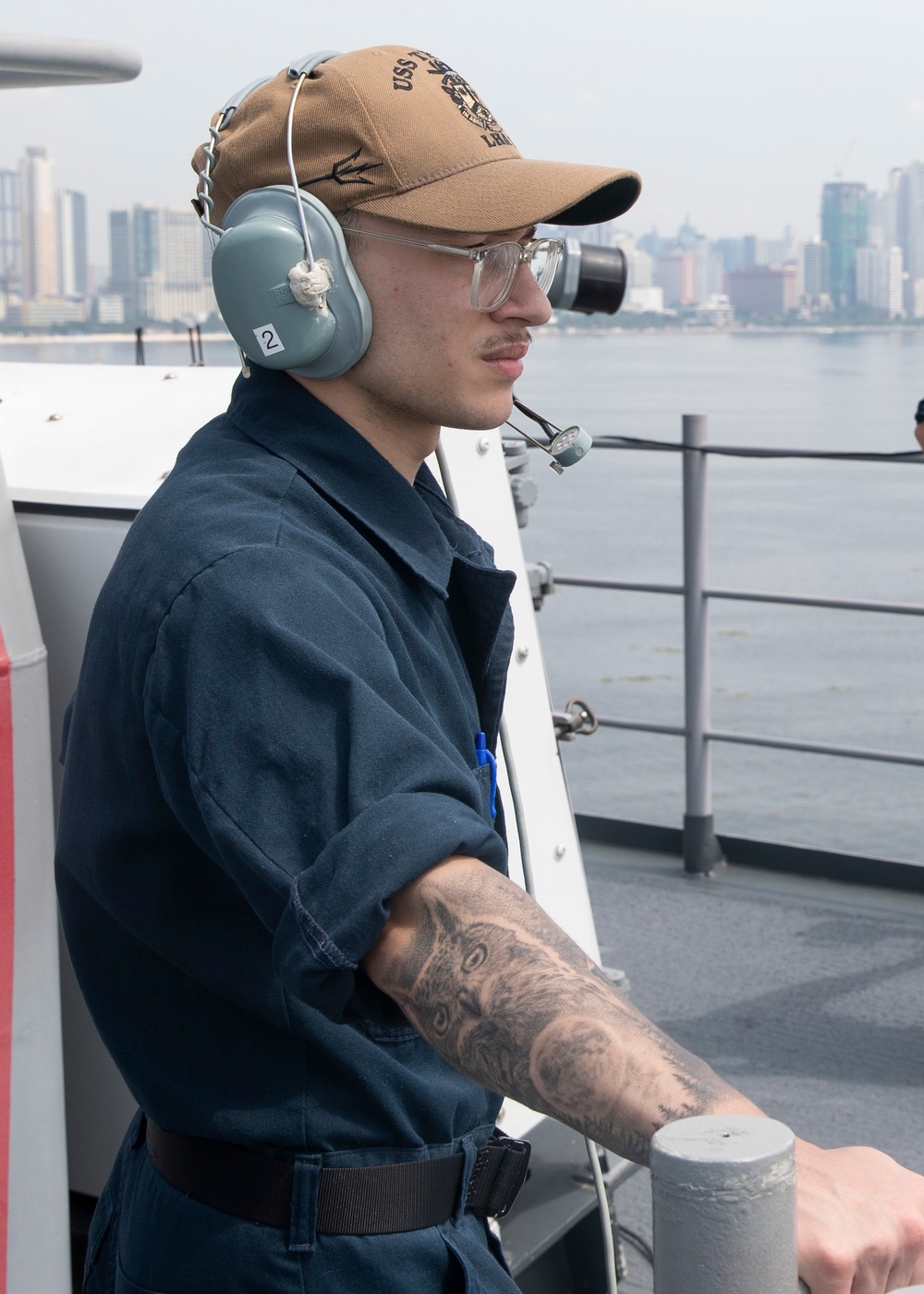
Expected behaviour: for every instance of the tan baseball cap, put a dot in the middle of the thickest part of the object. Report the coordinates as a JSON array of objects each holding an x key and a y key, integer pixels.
[{"x": 396, "y": 132}]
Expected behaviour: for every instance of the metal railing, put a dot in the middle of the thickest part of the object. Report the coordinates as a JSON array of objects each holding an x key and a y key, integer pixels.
[{"x": 700, "y": 847}]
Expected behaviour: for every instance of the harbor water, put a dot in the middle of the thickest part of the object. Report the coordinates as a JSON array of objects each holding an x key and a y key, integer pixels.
[{"x": 820, "y": 528}]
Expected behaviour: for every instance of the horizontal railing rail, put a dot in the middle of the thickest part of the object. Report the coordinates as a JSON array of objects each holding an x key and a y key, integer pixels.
[{"x": 700, "y": 847}]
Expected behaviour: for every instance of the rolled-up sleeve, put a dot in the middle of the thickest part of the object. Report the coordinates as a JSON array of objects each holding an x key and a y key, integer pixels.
[{"x": 296, "y": 738}]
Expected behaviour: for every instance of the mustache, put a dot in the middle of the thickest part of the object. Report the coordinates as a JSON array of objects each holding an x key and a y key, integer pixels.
[{"x": 513, "y": 336}]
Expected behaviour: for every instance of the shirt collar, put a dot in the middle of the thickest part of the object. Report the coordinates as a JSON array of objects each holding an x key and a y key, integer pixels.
[{"x": 286, "y": 420}]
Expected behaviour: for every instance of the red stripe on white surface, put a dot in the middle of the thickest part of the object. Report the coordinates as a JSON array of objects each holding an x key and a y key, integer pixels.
[{"x": 6, "y": 935}]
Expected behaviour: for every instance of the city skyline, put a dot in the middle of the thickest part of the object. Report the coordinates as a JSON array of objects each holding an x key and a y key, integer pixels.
[
  {"x": 730, "y": 109},
  {"x": 868, "y": 252}
]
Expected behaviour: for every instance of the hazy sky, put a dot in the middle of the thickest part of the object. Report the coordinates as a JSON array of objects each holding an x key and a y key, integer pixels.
[{"x": 733, "y": 110}]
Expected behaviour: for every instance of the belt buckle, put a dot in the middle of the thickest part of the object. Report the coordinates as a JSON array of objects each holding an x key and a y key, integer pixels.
[{"x": 500, "y": 1170}]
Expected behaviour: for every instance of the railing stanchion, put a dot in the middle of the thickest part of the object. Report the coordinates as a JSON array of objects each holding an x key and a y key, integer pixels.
[
  {"x": 723, "y": 1205},
  {"x": 700, "y": 848}
]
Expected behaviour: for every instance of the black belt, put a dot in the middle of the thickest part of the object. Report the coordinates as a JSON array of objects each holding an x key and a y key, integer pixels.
[{"x": 371, "y": 1201}]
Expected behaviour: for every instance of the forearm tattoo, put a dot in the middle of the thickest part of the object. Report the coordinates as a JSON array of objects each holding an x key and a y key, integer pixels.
[{"x": 509, "y": 999}]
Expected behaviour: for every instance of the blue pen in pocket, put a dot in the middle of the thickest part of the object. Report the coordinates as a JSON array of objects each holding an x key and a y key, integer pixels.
[{"x": 484, "y": 756}]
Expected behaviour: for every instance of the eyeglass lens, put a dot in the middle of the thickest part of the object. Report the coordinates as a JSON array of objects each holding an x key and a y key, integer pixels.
[{"x": 494, "y": 272}]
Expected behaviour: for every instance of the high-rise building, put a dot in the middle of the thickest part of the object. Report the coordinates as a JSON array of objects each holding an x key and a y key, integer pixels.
[
  {"x": 844, "y": 229},
  {"x": 908, "y": 198},
  {"x": 879, "y": 278},
  {"x": 816, "y": 269},
  {"x": 768, "y": 291},
  {"x": 171, "y": 278},
  {"x": 71, "y": 243},
  {"x": 10, "y": 239},
  {"x": 39, "y": 226},
  {"x": 122, "y": 261},
  {"x": 675, "y": 275},
  {"x": 732, "y": 250}
]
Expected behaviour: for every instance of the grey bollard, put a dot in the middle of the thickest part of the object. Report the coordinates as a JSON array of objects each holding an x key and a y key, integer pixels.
[{"x": 723, "y": 1194}]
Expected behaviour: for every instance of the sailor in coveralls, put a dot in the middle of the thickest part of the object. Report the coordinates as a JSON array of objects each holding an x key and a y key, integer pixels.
[{"x": 283, "y": 864}]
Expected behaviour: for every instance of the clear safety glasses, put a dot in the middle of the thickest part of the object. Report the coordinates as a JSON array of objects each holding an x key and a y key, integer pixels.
[{"x": 493, "y": 265}]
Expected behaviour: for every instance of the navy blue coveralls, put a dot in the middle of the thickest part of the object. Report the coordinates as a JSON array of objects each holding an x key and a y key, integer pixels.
[{"x": 274, "y": 733}]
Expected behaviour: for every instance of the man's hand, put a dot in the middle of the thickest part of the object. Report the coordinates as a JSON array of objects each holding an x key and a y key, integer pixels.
[
  {"x": 859, "y": 1220},
  {"x": 507, "y": 998}
]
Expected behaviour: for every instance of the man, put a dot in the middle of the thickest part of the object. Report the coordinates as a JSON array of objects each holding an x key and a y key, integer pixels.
[{"x": 283, "y": 885}]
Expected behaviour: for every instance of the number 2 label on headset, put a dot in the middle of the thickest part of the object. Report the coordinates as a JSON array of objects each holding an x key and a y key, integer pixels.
[{"x": 268, "y": 339}]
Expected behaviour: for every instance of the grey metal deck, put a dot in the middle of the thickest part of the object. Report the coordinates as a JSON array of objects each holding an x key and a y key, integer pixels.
[{"x": 805, "y": 994}]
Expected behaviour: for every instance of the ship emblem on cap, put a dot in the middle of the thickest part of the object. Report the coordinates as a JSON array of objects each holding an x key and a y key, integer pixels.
[{"x": 468, "y": 104}]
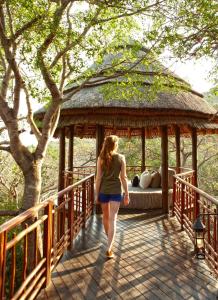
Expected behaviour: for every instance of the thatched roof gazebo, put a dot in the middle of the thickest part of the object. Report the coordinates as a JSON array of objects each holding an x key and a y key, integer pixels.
[{"x": 91, "y": 113}]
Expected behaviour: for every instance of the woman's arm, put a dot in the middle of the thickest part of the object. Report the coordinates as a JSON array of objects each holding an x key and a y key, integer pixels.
[
  {"x": 98, "y": 179},
  {"x": 123, "y": 178}
]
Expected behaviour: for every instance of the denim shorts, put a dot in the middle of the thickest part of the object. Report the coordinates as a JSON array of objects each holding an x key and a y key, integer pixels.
[{"x": 105, "y": 198}]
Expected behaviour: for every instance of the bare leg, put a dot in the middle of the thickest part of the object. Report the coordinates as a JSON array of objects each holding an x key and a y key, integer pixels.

- - - -

## What the task requires
Write out the listing above again, exactly, but with no pictures in the copy.

## Result for this exercise
Expected behaviour: for every instance of the tan baseball cap, put a dot in the middle of the thickest part of the object. Report the coordinates as a JSON array of objects each holding an x key and a y key, integer pixels.
[{"x": 396, "y": 132}]
Expected behaviour: for every instance of the metal railing, put a dot in the middle of the thickest part of the object. Report the coordinates as a JSON array of objects each holding an x key and a y key, integer pixels.
[{"x": 700, "y": 847}]
Expected behaviour: for every instance of the harbor water, put a dot in the middle of the thickest part of the object. Report the coordinates as a JSON array of objects each holding an x key and a y key, integer pixels.
[{"x": 820, "y": 528}]
Expected behaviour: for every instance of the horizontal railing rail, put a dot in the middle of the thickest part of the object. Report the coordinates as a JSON array of objects each holding an x key and a y key, integer pixels.
[{"x": 700, "y": 847}]
Expected behaviour: for every instance of the rolled-up sleeve, put a dot in the middle of the thickest part of the object. Report the coordinates as a JSON array of objects each holding an x key and a y key, integer pixels.
[{"x": 296, "y": 738}]
Expected behaviour: for every instance of the mustache, put a dot in the middle of the thickest part of the object. Report the coordinates as a JSON array of objects each holding an x key and a y key, integer pixels.
[{"x": 513, "y": 336}]
Expected behaviour: for every instance of the shirt collar, put a dot in the middle of the thickest part of the object. Report the coordinates as a JSON array of objects each holding an x key and a y key, integer pixels.
[{"x": 286, "y": 420}]
Expected behaviour: for every instance of the red stripe on white surface, put a dot in the middle of the thickest part of the object. Report the coordinates as a JSON array of objects each holding an x key and a y key, integer pixels.
[{"x": 6, "y": 935}]
Expected behaviour: for every instance of the city skyline, put a dot in the middle of the thickest part of the object. Report the coordinates as a JSON array of objects each holding an x key and a y key, integer pixels.
[
  {"x": 730, "y": 109},
  {"x": 868, "y": 252}
]
Expected behaviour: for every instance of the hazy sky, put a dot in the middle of the thickest part of the object. Report the coordinates as a JSON array of objects each holding an x key and a y key, integer pixels.
[{"x": 733, "y": 110}]
Expected behaviour: for every instance of the belt buckle, put a dot in the middle of the thickest part of the object. Report the coordinates as a JSON array of objects each holding an x key and a y key, integer pixels.
[{"x": 500, "y": 1170}]
Expected behaviour: for every instance of the railing stanchion, put a dot in the middle of the thickest part of the object. Report the coordinates as a JSON array of objects each holding an x key and a y key, integer pixels.
[
  {"x": 723, "y": 1205},
  {"x": 700, "y": 848}
]
Expected behaviour: for every instance of the black belt, put a dot in the middle of the thickest part of the object. Report the coordinates as a JSON array of objects each holding an x key and a y key, integer pixels.
[{"x": 371, "y": 1201}]
Expected behaviour: for every instance of the forearm tattoo, put a dot in the middle of the thickest part of the object. Report the coordinates as a JSON array of objects each holding an x key and a y key, integer pixels.
[{"x": 509, "y": 999}]
Expected behaviour: for every instance of the blue pen in pocket, put a dot in the middle of the thickest part of the object. Report the coordinates as a JSON array of objects each holding an x key and a y key, integer pixels.
[{"x": 484, "y": 756}]
Expected behaviour: for every instance of the eyeglass lens, put a dot in the middle of the thickest part of the object. Report the coordinates as a JSON array of objects each holding an x key and a y key, integer pixels.
[{"x": 494, "y": 272}]
Expected behaviour: for every instance of the high-rise building, put a dot in the middle of the thickest part of the object. Report the coordinates as a JSON array of objects each holding an x key and a y key, integer pixels.
[
  {"x": 844, "y": 229},
  {"x": 908, "y": 198},
  {"x": 879, "y": 278},
  {"x": 816, "y": 269},
  {"x": 768, "y": 291},
  {"x": 171, "y": 278},
  {"x": 71, "y": 243},
  {"x": 10, "y": 239},
  {"x": 39, "y": 226},
  {"x": 122, "y": 261},
  {"x": 675, "y": 275},
  {"x": 732, "y": 250}
]
Expected behaviour: for every instance of the grey bollard, put a dot in the middle of the thickest part of the object. Report the coordinates as a JSON array of objects each holding an x key and a y key, integer pixels.
[{"x": 723, "y": 1194}]
Expected behaviour: for every instance of the sailor in coveralls, put a dot in the middle of the thickest part of the object. Report the coordinates as a JSON array of objects each holding an x key and a y key, integer pixels.
[{"x": 283, "y": 864}]
Expected behaviour: for every instance of the clear safety glasses, put a dot in the middle of the thickest part of the object. Report the coordinates as a JSON array of objects each holding an x key and a y key, integer pixels.
[{"x": 493, "y": 265}]
Expected behaviour: for every instance of the navy blue coveralls, put a dot in the middle of the thickest part of the object. Report the coordinates as a JSON array of objects each holding an x key and a y key, integer pixels.
[{"x": 274, "y": 733}]
Expected behaviour: for every instance of the man's hand, put a dot in the middle of the thickest part of the object. Report the coordinates as a JSON array of objects each holding an x key and a y key, integer pixels.
[
  {"x": 859, "y": 1220},
  {"x": 507, "y": 998}
]
Expected behaviour: for every instance of the man, put a dot in the middle of the thickest part of the object. Report the coordinates as a JSON array of objects each holding an x key and a y key, integer pixels.
[{"x": 283, "y": 885}]
Expected behaviour: for every instance of the number 2 label on headset, put a dot in the middle of the thickest part of the object. Report the coordinates as a JSON array of objects each holding an x key and a y key, integer pixels.
[{"x": 268, "y": 339}]
Expected behaviour: for every instance of the grey metal deck, put a dot in the middle of the thickest part of the object. Report the coordinates as a JSON array of objects each holding an x key and a y key, integer pixels.
[{"x": 805, "y": 994}]
Expected behaviour: for every instance of the ship emblem on cap, put a dot in the middle of the thickest part of the object. Report the coordinates as a JSON array of objects each holding an x key and a y key, integer pixels.
[{"x": 468, "y": 104}]
Expected behaviour: for every instance of the thatched roof gazebo, put a dot in the middle of the thickest part of the object. Report the coordinates as a JSON array of objects each holding an x key and a y key, integer pixels.
[{"x": 91, "y": 113}]
Expected behaviour: for every instance of the woman's arm, put a dot in the middle of the thickest part of the object. Report the coordinates as a JSON array of objects each holding an x key and a y key, integer pixels.
[
  {"x": 98, "y": 179},
  {"x": 123, "y": 178}
]
Expected behaviour: for every instance of the denim shorts, put a dot in the middle of the thickest part of the object. Report the coordinates as a JSON array of objects each holding an x key and a y key, integer pixels.
[{"x": 105, "y": 198}]
Expected behaviour: for every instance of the bare leg, put a dot in the middle of the thickest part of the object. Report the coordinates as a JSON array of objects each holding an x key and a y key, integer pixels.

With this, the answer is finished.